Epidemiology: The prevalence of CPPD disease increases with age and in the largest epidemiological survey of the general population in Framingham study the radiological CC is found in up to 30% of patient in 9th decade [25]. The incidence of CPPD disease before the 5th decade of life is uncommon except in some hereditary causes. Therefore whenever there is radiological finding of CPPD disease in a patient with age < 55 yrs of age, the secondary causes of CPPD disease should be evaluated in depth. The secondary causes of CPPD disease include primary hyperparathyroidism, haemochromatosis, haemosiderosis, hypo-phosphatasia, hypomagnesaemia, amyloidosis, hypothyroidism, ochronosis, wilson's disease, CKD, etc.

Clinical features: The CPPD disease has been classified by various investigators in past, but the two most common presentation of the disease includes acute synovitis (pseudogout) and chronic pyrophosphate arthropathy. The other uncommon presentations can tendinitis, tenosynovitis, bursitis, axial presentation or atypical arthropathy.

Pseudogout: The classic presentation is in the form of acute monoarthritis in an elderly. The most common joint involved is knee, but it can present in any joint in including 1st metatarsophalangeal joint. The typical attack develops rapidly within 6-24 hours with sign of inflammation, swelling similar to gout and usually last for 1-3 weeks. The development is spontaneous, but sometime there may a trigger in the form of local trauma, medical illness, parathyroid surgery, joint injection or rarely blood transfusion or hypothyroid treatment.

· · ·

__Study questions__:
(A) According to the excerpt on CPPD disease, why should secondary causes be evaluated in depth when radiological findings of CPPD disease appear in a patient younger than 55? Answer in one to three sentences.
(B) Write the next part of the CPPD disease excerpt, picking up after its final sentence on pseudogout triggers.
The listing that follows comes from a separate source.

· · ·

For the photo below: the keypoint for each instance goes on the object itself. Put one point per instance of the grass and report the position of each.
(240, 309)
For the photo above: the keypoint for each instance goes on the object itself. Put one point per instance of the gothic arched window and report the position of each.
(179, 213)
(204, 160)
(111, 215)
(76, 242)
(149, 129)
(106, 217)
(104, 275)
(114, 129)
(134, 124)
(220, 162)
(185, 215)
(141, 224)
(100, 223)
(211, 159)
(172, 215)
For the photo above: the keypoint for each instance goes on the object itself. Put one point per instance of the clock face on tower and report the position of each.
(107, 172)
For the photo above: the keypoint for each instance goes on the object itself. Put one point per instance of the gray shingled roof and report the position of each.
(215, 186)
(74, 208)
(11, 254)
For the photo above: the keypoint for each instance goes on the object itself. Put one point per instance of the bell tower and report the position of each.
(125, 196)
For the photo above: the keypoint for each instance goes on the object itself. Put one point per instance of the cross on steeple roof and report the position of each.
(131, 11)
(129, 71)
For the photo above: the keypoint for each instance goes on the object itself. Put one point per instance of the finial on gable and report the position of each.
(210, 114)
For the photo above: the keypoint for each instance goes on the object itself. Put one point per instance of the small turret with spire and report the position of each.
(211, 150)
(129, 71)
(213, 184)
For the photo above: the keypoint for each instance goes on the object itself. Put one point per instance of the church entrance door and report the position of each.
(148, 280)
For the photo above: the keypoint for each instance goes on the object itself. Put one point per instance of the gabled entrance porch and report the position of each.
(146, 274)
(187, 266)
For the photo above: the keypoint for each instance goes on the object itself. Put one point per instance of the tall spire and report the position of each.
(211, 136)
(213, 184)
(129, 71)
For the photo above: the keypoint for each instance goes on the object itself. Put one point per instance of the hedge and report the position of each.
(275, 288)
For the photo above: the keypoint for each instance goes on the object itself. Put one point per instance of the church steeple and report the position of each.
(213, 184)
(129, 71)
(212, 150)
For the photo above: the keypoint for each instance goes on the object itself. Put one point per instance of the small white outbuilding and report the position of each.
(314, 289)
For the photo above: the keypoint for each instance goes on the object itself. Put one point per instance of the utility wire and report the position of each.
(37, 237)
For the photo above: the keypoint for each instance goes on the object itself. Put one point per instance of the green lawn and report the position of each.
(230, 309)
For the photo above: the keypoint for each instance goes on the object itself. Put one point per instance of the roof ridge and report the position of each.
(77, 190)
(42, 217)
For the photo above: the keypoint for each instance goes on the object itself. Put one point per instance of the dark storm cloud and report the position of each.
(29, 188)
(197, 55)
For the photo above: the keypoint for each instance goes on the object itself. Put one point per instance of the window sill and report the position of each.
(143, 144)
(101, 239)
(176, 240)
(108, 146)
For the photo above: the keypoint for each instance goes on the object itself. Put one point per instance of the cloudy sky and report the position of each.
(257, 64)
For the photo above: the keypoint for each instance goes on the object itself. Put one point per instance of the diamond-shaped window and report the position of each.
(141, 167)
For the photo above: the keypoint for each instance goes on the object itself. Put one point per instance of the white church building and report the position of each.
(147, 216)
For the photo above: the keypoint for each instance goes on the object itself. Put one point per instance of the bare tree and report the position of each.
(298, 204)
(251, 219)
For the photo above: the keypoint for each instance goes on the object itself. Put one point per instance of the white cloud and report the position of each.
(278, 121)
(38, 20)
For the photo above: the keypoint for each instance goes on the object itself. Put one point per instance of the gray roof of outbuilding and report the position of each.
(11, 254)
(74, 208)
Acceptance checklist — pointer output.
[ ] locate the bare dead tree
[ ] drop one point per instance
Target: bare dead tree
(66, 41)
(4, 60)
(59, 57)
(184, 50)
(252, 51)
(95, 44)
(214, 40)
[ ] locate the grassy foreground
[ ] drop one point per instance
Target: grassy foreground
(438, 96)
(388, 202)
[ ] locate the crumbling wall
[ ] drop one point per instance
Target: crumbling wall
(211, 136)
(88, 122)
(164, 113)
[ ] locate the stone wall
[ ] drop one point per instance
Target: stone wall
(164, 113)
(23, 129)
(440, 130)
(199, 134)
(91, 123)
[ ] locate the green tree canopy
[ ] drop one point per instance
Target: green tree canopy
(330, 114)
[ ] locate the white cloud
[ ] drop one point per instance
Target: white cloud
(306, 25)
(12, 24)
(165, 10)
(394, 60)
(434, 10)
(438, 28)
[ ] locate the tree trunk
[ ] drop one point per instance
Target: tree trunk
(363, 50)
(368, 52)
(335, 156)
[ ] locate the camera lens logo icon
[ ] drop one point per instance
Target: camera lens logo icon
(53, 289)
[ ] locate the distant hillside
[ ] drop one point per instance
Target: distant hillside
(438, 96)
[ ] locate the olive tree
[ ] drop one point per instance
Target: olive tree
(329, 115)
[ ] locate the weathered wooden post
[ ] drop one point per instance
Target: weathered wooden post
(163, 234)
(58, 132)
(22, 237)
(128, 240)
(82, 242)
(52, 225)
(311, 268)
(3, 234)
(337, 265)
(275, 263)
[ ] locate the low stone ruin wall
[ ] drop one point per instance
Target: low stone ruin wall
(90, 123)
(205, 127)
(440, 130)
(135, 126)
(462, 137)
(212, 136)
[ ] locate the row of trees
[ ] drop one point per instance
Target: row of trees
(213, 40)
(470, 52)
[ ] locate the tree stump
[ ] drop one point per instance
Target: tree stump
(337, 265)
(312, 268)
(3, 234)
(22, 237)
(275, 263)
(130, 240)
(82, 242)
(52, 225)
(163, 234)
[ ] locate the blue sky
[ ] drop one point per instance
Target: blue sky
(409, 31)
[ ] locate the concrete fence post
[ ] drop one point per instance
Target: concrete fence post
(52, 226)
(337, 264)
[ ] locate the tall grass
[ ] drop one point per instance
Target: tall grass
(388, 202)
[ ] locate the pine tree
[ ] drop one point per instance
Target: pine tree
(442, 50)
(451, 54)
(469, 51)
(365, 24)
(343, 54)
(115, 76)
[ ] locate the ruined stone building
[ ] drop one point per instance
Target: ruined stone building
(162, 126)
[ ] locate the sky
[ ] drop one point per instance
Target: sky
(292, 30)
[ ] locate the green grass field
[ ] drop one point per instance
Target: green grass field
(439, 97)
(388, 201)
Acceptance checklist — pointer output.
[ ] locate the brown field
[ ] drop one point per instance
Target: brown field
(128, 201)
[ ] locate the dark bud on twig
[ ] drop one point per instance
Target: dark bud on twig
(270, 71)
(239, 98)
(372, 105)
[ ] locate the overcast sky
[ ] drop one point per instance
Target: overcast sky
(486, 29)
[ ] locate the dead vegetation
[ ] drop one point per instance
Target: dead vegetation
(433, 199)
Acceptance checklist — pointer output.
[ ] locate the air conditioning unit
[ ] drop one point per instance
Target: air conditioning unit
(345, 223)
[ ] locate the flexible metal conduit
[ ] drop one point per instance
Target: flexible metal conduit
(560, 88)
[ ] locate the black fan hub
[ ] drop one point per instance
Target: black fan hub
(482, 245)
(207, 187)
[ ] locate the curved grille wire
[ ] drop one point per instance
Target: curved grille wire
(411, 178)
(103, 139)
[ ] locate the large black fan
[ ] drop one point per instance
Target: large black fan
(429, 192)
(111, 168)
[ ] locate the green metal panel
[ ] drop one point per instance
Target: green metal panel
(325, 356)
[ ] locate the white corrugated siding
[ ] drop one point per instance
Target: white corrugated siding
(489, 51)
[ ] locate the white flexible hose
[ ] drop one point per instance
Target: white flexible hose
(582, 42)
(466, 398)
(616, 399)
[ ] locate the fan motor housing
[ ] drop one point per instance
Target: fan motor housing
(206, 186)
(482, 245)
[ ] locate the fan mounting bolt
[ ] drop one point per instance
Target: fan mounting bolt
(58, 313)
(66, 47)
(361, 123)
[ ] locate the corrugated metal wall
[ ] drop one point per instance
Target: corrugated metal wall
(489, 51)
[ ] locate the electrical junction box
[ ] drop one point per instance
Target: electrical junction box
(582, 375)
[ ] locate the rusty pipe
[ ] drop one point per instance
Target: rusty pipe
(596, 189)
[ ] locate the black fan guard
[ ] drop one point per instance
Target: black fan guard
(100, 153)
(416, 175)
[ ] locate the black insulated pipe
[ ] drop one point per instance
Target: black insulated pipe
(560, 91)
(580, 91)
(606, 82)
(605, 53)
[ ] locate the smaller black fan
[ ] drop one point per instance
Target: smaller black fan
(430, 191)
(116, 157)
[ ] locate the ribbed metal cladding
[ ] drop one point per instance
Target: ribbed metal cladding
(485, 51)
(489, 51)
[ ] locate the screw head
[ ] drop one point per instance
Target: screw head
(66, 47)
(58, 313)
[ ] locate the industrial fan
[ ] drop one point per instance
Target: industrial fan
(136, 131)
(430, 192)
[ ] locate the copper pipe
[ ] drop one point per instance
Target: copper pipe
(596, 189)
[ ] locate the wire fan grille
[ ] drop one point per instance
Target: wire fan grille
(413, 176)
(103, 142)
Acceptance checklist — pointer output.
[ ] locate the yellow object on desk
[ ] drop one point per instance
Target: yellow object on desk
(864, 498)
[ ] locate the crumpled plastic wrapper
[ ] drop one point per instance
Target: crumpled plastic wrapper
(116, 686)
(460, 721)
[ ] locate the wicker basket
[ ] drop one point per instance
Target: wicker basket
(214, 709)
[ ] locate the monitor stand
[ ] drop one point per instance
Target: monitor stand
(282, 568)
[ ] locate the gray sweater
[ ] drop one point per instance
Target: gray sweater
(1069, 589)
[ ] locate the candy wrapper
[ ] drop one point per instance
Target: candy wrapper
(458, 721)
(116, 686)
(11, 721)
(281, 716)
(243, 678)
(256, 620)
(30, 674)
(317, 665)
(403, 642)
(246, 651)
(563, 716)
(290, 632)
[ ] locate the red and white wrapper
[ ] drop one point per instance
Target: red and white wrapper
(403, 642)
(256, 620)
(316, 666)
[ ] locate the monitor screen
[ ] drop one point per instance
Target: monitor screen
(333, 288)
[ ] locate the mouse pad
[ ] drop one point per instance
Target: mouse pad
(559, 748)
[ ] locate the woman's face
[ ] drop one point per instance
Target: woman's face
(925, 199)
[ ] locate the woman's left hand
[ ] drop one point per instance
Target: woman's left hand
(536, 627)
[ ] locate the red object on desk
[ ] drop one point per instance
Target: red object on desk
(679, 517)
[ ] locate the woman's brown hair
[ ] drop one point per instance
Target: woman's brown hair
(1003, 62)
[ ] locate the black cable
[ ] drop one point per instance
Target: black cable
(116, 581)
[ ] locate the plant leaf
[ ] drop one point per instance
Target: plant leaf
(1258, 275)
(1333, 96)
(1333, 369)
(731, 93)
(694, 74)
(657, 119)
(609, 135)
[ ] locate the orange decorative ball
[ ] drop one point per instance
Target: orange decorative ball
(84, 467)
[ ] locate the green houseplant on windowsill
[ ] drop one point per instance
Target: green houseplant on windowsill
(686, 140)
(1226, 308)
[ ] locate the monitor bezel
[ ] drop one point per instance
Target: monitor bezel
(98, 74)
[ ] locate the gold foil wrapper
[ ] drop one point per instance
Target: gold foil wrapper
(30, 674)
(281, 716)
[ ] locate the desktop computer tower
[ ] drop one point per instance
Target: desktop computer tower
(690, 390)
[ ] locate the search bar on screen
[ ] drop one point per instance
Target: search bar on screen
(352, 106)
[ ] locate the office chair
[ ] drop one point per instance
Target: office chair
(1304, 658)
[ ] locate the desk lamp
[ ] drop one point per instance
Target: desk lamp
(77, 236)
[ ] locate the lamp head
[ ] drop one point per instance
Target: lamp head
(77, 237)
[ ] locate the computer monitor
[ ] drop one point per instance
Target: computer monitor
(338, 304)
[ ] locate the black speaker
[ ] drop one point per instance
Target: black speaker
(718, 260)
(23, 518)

· · ·

__Answers in order__:
(A) CPPD disease is uncommon before the fifth decade of life, except in some hereditary causes. A radiological finding in a patient under 55 therefore points to a possible underlying secondary cause that should be investigated.

(B)
Chronic pyrophosphate arthropathy: The usual presentation in the arthritis of large and medium sized joints in an elderly person. The knee remains the most common and severely affected joint but 2nd and 3rd metacarpophalageal (MCP) as well as wrist elbow, ankles are also involves frequently. There may be early morning stiffness and sometime pseudogout attack may superimpose on the chronic arthropathy. On examination osteoarthritic changes are predominant in the joint with varying amount of synovitis. At times it becomes difficult to differentiate from rheumatoid arthritis. Therefore, sometime it is also called pseudo-rheumatoid presentation of CPPD disease.

Diagnosis: The diagnosis of CPPD disease is usually suspected in a case of CC. The diagnosis can be confirmed as definitive if the synovial fluid identification is positive for CPPD crystal disease and radiological evidence of calcification is also identified. The diagnosis is also said to be definitive if the crystals are confirmed by x- ray diffraction, chemical or electron microscopy. The diagnosis is said to be probable if only radiological evidence is present [26].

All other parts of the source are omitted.